What you will do
Once the line with "Target: bokeh background" is found in the entries below, print it and each following line exactly, stopping after the line with "Where can the red"; print nothing else.
BEGIN Extracted data
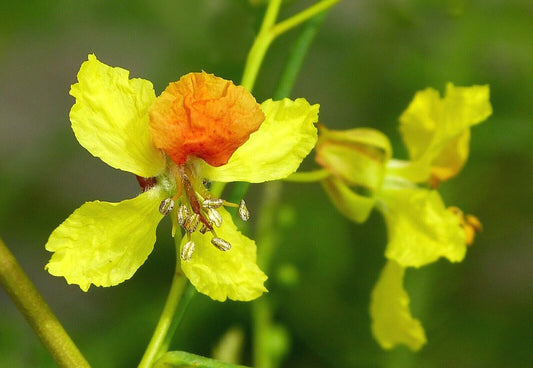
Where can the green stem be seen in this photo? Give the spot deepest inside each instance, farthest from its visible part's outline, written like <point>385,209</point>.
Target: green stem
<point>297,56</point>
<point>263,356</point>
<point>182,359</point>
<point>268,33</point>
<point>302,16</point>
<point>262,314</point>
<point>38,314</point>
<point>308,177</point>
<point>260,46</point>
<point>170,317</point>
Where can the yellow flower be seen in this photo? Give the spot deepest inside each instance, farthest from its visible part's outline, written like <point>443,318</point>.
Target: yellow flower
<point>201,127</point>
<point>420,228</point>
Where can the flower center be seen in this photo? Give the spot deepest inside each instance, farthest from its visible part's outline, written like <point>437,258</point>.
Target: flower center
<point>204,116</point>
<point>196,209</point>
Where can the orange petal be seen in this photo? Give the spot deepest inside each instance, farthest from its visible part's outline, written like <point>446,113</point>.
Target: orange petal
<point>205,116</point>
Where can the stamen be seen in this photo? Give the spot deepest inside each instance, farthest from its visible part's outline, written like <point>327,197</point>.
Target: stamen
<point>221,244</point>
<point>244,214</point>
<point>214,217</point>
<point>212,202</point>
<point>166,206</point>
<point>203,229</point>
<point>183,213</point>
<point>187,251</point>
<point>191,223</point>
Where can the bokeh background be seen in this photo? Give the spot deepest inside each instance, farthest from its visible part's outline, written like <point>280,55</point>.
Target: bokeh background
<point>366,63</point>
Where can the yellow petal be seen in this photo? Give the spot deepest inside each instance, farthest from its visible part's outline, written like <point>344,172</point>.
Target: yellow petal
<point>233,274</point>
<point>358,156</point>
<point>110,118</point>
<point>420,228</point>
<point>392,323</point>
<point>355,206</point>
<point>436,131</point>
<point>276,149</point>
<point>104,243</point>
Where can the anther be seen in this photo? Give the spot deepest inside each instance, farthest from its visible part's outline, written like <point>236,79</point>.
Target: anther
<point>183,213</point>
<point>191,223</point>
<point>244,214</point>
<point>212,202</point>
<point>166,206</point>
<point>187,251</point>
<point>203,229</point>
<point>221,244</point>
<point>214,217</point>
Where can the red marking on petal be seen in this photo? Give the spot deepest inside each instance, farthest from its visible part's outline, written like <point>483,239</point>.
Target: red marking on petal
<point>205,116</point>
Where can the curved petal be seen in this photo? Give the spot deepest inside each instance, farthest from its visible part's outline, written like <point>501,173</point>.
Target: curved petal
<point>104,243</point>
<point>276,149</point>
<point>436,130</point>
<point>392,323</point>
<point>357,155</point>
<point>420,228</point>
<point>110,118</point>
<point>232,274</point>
END Extracted data
BEGIN Extracted data
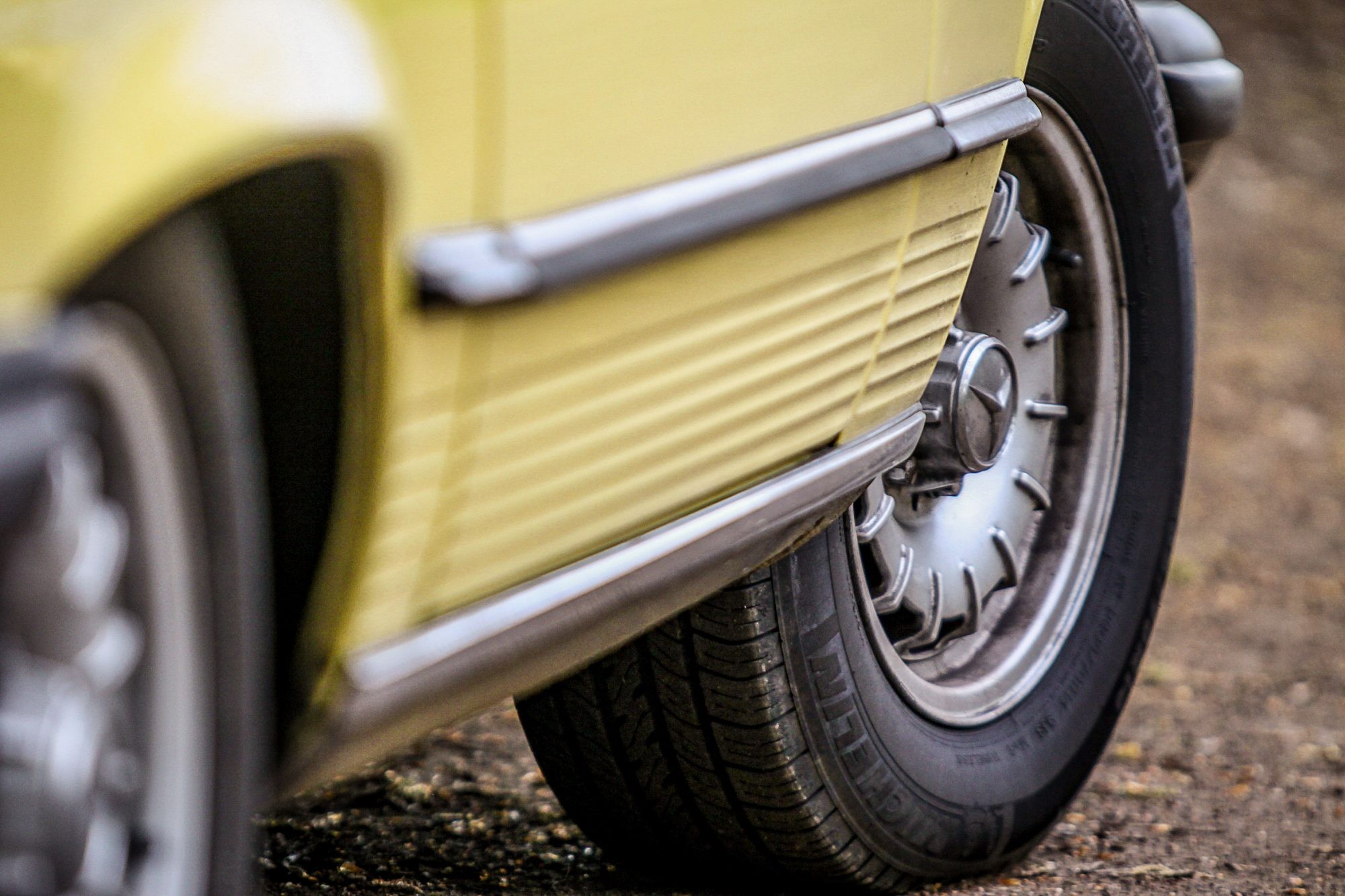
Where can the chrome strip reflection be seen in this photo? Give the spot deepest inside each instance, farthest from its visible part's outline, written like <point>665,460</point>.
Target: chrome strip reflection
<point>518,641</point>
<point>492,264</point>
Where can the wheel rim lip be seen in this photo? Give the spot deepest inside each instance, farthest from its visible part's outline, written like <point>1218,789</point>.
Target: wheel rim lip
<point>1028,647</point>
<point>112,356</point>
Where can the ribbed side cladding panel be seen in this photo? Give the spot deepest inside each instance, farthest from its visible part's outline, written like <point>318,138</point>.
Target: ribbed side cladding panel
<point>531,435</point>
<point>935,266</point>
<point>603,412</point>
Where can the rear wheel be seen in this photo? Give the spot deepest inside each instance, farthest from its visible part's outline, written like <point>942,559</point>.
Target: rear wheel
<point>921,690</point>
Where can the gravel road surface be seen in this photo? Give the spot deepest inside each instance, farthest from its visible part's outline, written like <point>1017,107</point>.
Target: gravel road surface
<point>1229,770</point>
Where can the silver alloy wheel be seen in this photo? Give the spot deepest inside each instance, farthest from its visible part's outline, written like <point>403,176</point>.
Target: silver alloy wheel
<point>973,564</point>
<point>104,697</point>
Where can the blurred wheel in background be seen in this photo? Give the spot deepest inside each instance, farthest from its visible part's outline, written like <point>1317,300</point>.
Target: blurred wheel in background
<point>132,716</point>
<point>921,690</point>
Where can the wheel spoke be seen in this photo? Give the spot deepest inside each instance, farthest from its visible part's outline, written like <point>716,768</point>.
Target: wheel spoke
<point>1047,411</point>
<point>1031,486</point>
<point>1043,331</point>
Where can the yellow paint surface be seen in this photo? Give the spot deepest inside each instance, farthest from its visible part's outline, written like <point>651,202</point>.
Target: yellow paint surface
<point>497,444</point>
END Extracted data
BEGIN Extracted data
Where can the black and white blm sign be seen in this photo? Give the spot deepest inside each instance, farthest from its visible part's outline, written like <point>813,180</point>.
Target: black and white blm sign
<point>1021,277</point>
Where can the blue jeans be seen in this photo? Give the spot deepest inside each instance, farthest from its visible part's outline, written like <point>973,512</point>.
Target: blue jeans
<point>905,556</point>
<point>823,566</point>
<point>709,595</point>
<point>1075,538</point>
END Extracted data
The answer
Target: bokeh background
<point>366,63</point>
Where can the yellow petal be seen in this photo? Give the spot deepest inside each instance, farthest from its visible part's outline, written like <point>344,172</point>.
Target: yellow petal
<point>233,274</point>
<point>358,156</point>
<point>110,118</point>
<point>420,228</point>
<point>392,323</point>
<point>355,206</point>
<point>436,131</point>
<point>276,149</point>
<point>104,243</point>
Where can the anther be seen in this photo? Give the spot deepest inside each instance, farthest from its visible part's outline, written like <point>236,79</point>.
Target: anther
<point>183,213</point>
<point>191,223</point>
<point>244,214</point>
<point>212,202</point>
<point>166,206</point>
<point>187,251</point>
<point>203,229</point>
<point>221,244</point>
<point>214,217</point>
Where can the red marking on petal be seen in this photo? Give the spot deepest inside each instance, farthest from its visible part's outline, written like <point>483,239</point>.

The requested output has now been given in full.